_Aim of the exercise_
Carry on the forum thread about offseason HGH dosing from the end of its last post.

_Page text_
· · · · · · ·

# HGH dosing offseason



## J4MES (Jul 28, 2013)

Say you could only afford to run around 18iu GH a week inan offseason how would you run it? Is it worth running it?

4iu x 5 a week

6iu M W F

4iu EOD


----------



## Abc987 (Sep 26, 2013)

Not trying to be a smart arse but surely you'd be better waiting until you can afford more


----------



## J4MES (Jul 28, 2013)

Abc987 said:


> Not trying to be a smart arse but surely you'd be better waiting until you can afford more


 No worries mate. I'm looking at it from a point that at the moment this is what I could run for a sustainable time. If it's really not worth it I won't bother. I know it's common for people to run 10iu M W F.


----------



## warsteiner (Jul 15, 2013)

There is a link at the top of this forum showing that 8iu MWF run for 6 weeks produces results so 6iu MWF should also produce results. Whether these are worth it or not is only something each person can decide themselves.

https://www.uk-muscle.co.uk/topic/190042-body-composition-response-to-exogenous-gh-while-training-in-highly-conditioned-adults/?do=embed


----------



## 66983 (May 30, 2016)

J4MES said:


> Say you could only afford to run around 18iu GH a week inan offseason how would you run it? Is it worth running it?
> 
> 4iu x 5 a week
> 
> ...


 Dose is user dependant on goals and budget.

1 kit of 100iu at 5iu a day will last 4 weeks / 1 month.

5iu a day for 5 days a week is 25 iu and four weeks is 100 iu.

You could do 7 days a week of growth but it's not advisable, 5 days on and 2 days off or M/W/F.

The off days must not be consecutive, they should be tuesday and thursday or sunday and tuesday or monday and thursday etc.

Time off growth allows for natural distribution of growth hormone.

· · · · · · ·

_Provided information_
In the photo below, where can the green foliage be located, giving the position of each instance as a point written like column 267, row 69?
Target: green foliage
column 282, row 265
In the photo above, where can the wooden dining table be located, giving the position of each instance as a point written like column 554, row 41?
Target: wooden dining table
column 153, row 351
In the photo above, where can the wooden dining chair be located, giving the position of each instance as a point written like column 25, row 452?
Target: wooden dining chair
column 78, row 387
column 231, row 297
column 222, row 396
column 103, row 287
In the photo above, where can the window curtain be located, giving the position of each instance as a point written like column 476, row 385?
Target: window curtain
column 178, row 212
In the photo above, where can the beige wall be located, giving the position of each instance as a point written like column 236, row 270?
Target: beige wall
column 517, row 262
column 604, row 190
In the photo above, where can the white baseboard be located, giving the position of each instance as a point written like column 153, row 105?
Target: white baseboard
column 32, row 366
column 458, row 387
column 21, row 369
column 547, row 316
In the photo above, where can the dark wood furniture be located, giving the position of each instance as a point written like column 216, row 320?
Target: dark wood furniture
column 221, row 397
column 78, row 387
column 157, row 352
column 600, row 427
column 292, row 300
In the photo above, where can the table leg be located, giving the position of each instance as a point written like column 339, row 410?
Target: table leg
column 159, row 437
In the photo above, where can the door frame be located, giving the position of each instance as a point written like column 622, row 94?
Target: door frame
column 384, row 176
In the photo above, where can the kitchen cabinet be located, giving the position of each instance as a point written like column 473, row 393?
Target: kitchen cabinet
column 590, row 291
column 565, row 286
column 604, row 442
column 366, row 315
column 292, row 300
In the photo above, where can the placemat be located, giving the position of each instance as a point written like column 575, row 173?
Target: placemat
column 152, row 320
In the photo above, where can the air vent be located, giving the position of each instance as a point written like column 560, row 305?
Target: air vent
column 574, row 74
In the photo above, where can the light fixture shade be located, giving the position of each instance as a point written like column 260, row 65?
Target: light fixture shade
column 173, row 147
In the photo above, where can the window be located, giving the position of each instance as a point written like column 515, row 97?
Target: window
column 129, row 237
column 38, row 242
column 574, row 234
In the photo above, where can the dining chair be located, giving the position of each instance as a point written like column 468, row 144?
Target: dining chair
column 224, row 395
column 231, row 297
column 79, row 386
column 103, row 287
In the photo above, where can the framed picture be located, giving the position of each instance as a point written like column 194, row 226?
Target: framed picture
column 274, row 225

· · · · · · ·

_Response to this task_
The best off season benefit/cost ratio I would say was 2.iu ED.

2 .i.u ED M/W/F would give 16 weeks worth from a 100 i.u KIT,

This works out cheaper than my protein powder!


----------



## J4MES (Jul 28, 2013)

Sparkey said:


> Dose is user dependant on goals and budget.
> 
> 1 kit of 100iu at 5iu a day will last 4 weeks / 1 month.
> 
> ...


 What's your thoughts on the Ansomone kits? I could run that at 8-10iu m w f?

Thanks for the detailed reply


----------



## 66983 (May 30, 2016)

J4MES said:


> What's your thoughts on the Ansomone kits? I could run that at 8-10iu m w f?
> 
> Thanks for the detailed reply


 I would only use Ansomone or black top hyge bud.

Dose is dependant on funds bud.

I personally just like to run small doses.


----------



## 3752 (Jan 7, 2005)

Abc987 said:


> Not trying to be a smart arse but surely you'd be better waiting until you can afford more


 why does he need more?



J4MES said:


> What's your thoughts on the Ansomone kits? I could run that at 8-10iu m w f?
> 
> Thanks for the detailed reply


 why would you want to run 8-10iu M/W/F 6iu is a very good dose


----------



## Abc987 (Sep 26, 2013)

Pscarb said:


> why does he need more?
> 
> why would you want to run 8-10iu M/W/F 6iu is a very good dose


 I've never run it mate but am thinking of in near future

as said I wasn't trying to be smart but he said if money was an issue and I only had x amount to run how would you? To me I'd wait until I can afford to run the amount I want. I'm sure that op has changed and only had enough for a 5-6 weeks. Might be wrong though

on a side not is it better to run on a cut/prep or off season/bulk?


----------



## J4MES (Jul 28, 2013)

Pscarb said:


> why does he need more?
> 
> why would you want to run 8-10iu M/W/F 6iu is a very good dose


 So 6iu/ 18iu a week of legit ansomone would be very effective longs all factors are in play?


----------



## J4MES (Jul 28, 2013)

Abc987 said:


> I've never run it mate but am thinking of in near future
> 
> as said I wasn't trying to be smart but he said if money was an issue and I only had x amount to run how would you? To me I'd wait until I can afford to run the amount I want. I'm sure that op has changed and only had enough for a 5-6 weeks. Might be wrong though
> 
> on a side not is it better to run on a cut/prep or off season/bulk?


 No mate haven't changed the original post. Just stated this is amounts I could run for the forseable future and was seeing if it was worth it


----------



## Abc987 (Sep 26, 2013)

J4MES said:


> No mate haven't changed the original post. Just stated this is amounts I could run for the forseable future and was seeing if it was worth it


 My bad then mate, for some reason I thought you meant ?5 weeks.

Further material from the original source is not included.